EXCERPTED TEXT =
The Gallonator said:


> what the hell is going on in this thread?


It appears everyone else saw the humor in that except for ol' Gumbo.


----------



## TigerBarb12 (Jan 7, 2007)

i like rasboras, especially the gold, not to mention they arent aggresive


----------



## Alin10123 (May 22, 2005)

Quick question regarding the gourami tank suggestion. I looked up all of the profiles regarding gouramis and they all seem to be top swimmers. My current pearl gourami's pretty much stay almost exclusively at the top and i can't really see them unless i look for them. If i were to fill my tank up with all of those top swimmers, then wouldn't all the fish be at the top?


----------



## Guest (Feb 22, 2007)

> If i were to fill my tank up with all of those top swimmers, then wouldn't all the fish be at the top?


I would think so, yes. I'd atleast put some bottom feeders in the tank.


----------



## Moltenice (Mar 18, 2007)

Hey cool writeup.. thats the kind of stuff I am looking for, help finding the right community...

You know what would be awesome if you ever get board, a picture of all the fish. I have no idea what any of those look like (well the barbs, tetras, and betas I know)........

good write up though..


----------



## davedudeman (Jun 25, 2007)

How does 3 dwarf gourami and 4 angelfish in a 46 gal bow front sound? I was thinking that or about 6 african cichlids.


----------



## Guest (Jul 20, 2007)

gourami may fight


----------



## Arcfusion (Jan 4, 2008)

swordtailbreedr said:


> gourami may fight



Not if you keep them with gouramies, however they will make mincemeat of guppies.

And just a question, I saw this weird fish at Big Als the other day, it was like a hatchet fish (they way it looks like it was cut in half) and puffer fish (it was kind of fat) mix but it had like these spikes coming out of it. It was in a tank with lots of other fish, I thought it could have been a Buterfly Cichlid, but I dunno.

PROBLEMS TO WORK ON =
(a) Copy the part of the fish forum thread starting with "## Guest (Feb" and going on through "in the tank.".
(b) In the fish forum thread, what size and style of tank does davedudeman ask about for 3 dwarf gourami and 4 angelfish?

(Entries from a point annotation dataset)
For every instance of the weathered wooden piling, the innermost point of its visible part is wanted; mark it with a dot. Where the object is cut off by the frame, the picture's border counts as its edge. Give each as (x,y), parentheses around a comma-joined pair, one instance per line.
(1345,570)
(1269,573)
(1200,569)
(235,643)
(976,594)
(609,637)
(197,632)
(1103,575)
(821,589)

---

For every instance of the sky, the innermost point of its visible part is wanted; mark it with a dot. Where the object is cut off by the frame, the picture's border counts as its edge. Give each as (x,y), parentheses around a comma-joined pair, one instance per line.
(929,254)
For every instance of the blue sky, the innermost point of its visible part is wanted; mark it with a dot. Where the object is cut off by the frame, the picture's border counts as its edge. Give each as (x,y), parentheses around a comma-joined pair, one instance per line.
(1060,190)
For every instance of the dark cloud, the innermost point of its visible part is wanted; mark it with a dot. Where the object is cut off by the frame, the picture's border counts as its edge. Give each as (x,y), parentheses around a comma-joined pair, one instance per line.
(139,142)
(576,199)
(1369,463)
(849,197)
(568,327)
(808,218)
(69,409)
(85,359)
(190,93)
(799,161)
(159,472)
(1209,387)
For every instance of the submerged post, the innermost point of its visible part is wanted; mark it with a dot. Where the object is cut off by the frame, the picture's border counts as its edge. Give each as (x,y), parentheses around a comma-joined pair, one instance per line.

SOLUTIONS TO THE PROBLEMS =
(a)
## Guest (Feb 22, 2007)

> If i were to fill my tank up with all of those top swimmers, then wouldn't all the fish be at the top?


I would think so, yes. I'd atleast put some bottom feeders in the tank.

(b) A 46 gal bow front.